> **Activity list**
**a.** Answer these from the health reform cost excerpt, one line each:
(i) Under Sen. Ted Kennedy's proposal, how many Americans would still be uninsured, according to the CBO?
(ii) Who called the CBO news "a turning point in the health-care debate"?
(iii) How much does the president believe he can raise by limiting the tax deductions of high income wage earners?
**b.** Continue the news report on the cost of health reform from where it stops.

That one question - how the nation really pays for health reform - just got a shocking wake up call. The Congressional Budget Office, or CBO, said Sen. Ted Kennedy's health care proposal could cost $1 trillion over 10 years and 36 million Americans would still be uninsured.

"It's a preliminary set of numbers," said Sen. Chris Dodd.

Democrats called the numbers inconclusive. Even the CBO called its own report incomplete. But the sheer magnitude of what Congress is considering is undeniable, reports CBS News correspondent Wyatt Andrews.

"The news yesterday from the CBO is a turning point in the health-care debate," said Rep. Eric Cantor.

So what will health reform cost? The president has also estimated a $1 trillion - and he claims he can achieve reform without raising the deficit. The reality is - this means raising taxes. And where the president believes he can raise $267 billion, by limiting the tax deductions of high income wage earners -the reality is most of Congress opposes the idea.

> **Dataset content**
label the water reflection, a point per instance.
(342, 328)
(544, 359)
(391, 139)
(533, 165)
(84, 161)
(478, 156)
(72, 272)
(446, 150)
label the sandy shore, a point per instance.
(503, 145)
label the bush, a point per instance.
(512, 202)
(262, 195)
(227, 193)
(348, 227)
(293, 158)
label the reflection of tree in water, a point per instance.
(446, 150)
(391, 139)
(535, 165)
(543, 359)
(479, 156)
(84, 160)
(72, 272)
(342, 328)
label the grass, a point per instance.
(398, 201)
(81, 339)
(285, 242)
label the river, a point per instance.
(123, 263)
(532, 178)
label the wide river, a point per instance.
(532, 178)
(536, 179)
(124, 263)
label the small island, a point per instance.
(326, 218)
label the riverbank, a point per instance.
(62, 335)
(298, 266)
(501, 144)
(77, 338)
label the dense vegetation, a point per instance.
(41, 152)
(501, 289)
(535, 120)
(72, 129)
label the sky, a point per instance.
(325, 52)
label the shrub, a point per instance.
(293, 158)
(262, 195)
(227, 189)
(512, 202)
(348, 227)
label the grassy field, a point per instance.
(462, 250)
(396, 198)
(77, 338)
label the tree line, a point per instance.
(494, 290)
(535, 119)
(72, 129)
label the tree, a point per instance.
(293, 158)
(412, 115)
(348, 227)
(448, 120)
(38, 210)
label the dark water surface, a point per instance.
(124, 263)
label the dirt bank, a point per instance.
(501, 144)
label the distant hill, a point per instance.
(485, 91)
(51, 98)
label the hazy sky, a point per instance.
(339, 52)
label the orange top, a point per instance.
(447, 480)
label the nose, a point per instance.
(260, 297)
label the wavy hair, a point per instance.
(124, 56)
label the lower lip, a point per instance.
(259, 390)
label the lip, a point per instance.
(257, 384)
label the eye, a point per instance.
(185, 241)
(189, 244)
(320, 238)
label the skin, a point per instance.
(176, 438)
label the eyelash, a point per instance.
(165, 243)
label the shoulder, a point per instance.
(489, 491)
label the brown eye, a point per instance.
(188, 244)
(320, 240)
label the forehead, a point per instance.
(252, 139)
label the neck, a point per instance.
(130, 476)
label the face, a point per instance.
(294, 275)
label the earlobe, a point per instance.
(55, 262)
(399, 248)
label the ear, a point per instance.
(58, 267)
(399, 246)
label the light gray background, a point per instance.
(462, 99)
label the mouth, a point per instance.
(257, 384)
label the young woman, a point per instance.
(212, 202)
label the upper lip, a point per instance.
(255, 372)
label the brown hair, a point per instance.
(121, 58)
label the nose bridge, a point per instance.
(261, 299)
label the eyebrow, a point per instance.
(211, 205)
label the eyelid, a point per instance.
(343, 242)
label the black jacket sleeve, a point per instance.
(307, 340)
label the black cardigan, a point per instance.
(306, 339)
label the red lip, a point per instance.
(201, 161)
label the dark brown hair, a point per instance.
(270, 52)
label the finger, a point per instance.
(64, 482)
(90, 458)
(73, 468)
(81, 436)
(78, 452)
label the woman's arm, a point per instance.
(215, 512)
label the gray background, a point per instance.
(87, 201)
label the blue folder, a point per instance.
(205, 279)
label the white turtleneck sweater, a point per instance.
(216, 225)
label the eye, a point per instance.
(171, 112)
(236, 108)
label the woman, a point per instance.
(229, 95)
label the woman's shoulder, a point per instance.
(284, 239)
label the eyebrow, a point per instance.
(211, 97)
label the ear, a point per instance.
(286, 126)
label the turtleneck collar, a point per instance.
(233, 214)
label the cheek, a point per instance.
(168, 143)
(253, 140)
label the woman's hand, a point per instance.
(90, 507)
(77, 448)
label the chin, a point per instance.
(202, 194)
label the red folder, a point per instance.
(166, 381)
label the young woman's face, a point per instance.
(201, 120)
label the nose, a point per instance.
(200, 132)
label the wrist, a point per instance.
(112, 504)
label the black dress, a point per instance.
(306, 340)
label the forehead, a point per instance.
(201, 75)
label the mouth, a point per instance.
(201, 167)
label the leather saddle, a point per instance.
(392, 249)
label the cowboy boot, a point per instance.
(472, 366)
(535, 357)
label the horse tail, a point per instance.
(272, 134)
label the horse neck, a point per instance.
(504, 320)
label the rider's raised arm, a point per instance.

> **Answers to each task**
**a.**
(i) 36 million
(ii) Rep. Eric Cantor
(iii) $267 billion

**b.**
"And if they're unwilling to do that, they're going to have to pick an option that has other political difficulties," said Jonathan Oberlander, an associate professor of Social Medicine at University of North Carolina. "So the question is which kind of poison do they want to drink."

The president has also outlined more than $600 billion worth of spending cuts, some of which cut Medicare payments to hospitals. Last month, the hospitals claimed at the White House they'd support billions in savings - but the reality, they now say, is they never meant cuts -that "payment cuts are not reform."

And so what's coming very soon is a dogfight over that trillion dollars. And every interest group that once promised compromise to achieve health care reform will be arguing someone else should go first.